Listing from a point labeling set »
────────────────────────────────────────
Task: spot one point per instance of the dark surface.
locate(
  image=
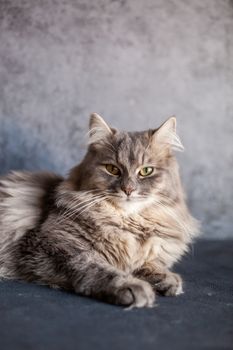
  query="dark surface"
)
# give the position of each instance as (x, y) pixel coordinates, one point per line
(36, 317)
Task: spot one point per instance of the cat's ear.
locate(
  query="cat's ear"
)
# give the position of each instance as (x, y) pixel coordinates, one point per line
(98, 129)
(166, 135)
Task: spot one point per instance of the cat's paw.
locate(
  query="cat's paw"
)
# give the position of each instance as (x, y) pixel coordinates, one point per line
────────────────────────────────────────
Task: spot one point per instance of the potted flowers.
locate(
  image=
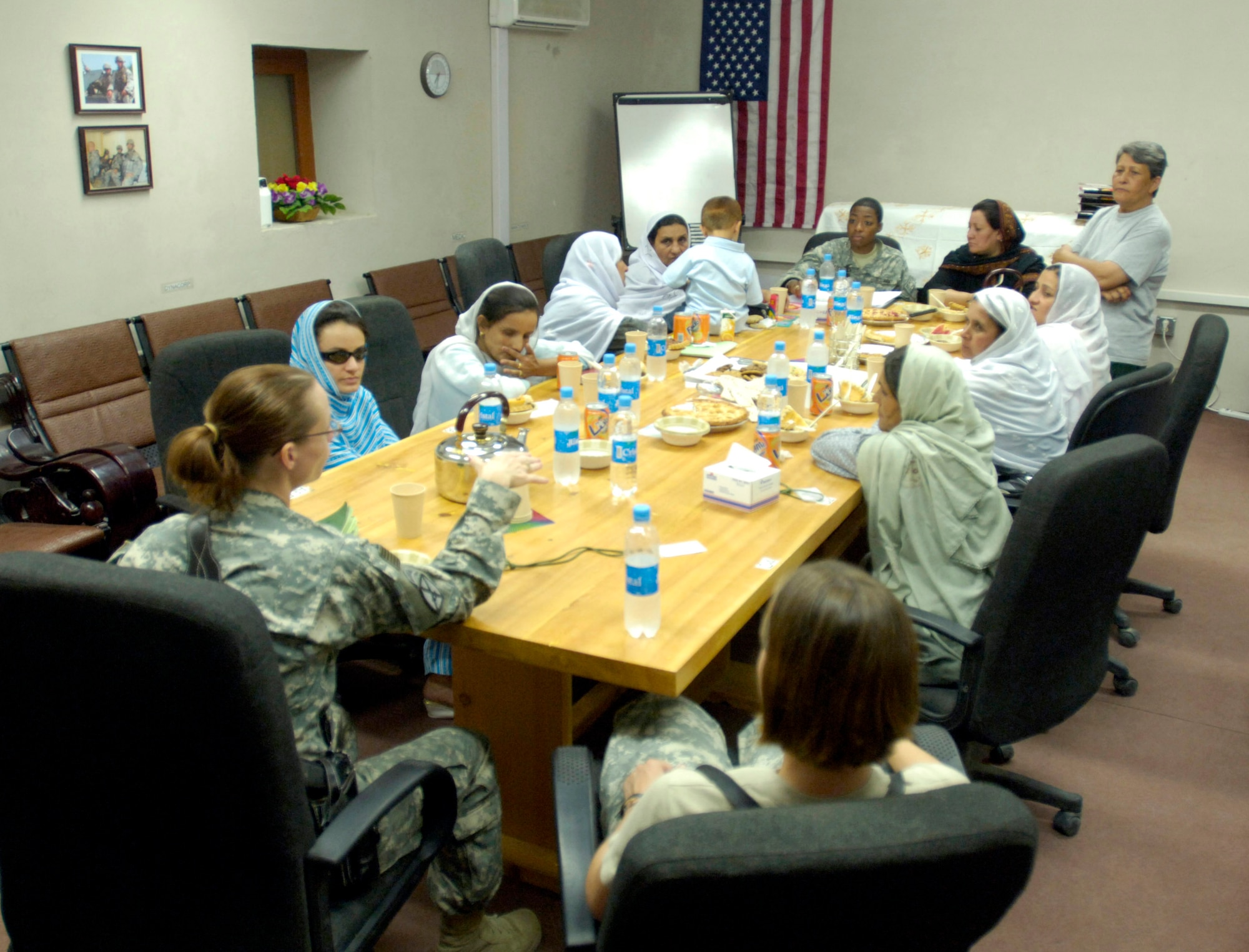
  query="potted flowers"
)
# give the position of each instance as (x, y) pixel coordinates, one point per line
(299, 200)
────────────────────────────────────────
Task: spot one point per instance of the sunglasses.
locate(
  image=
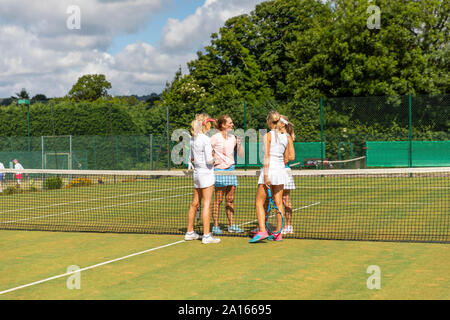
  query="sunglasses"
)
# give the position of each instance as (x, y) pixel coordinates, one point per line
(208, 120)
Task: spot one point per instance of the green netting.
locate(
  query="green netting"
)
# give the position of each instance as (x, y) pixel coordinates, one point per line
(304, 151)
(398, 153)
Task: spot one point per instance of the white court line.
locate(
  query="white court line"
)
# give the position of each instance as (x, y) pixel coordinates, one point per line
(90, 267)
────────────────────────────────────────
Objective »
Determine how many lines of the listing above contain the string "sunglasses", matching case exactly. Reply with the number alone.

Answer to this problem »
2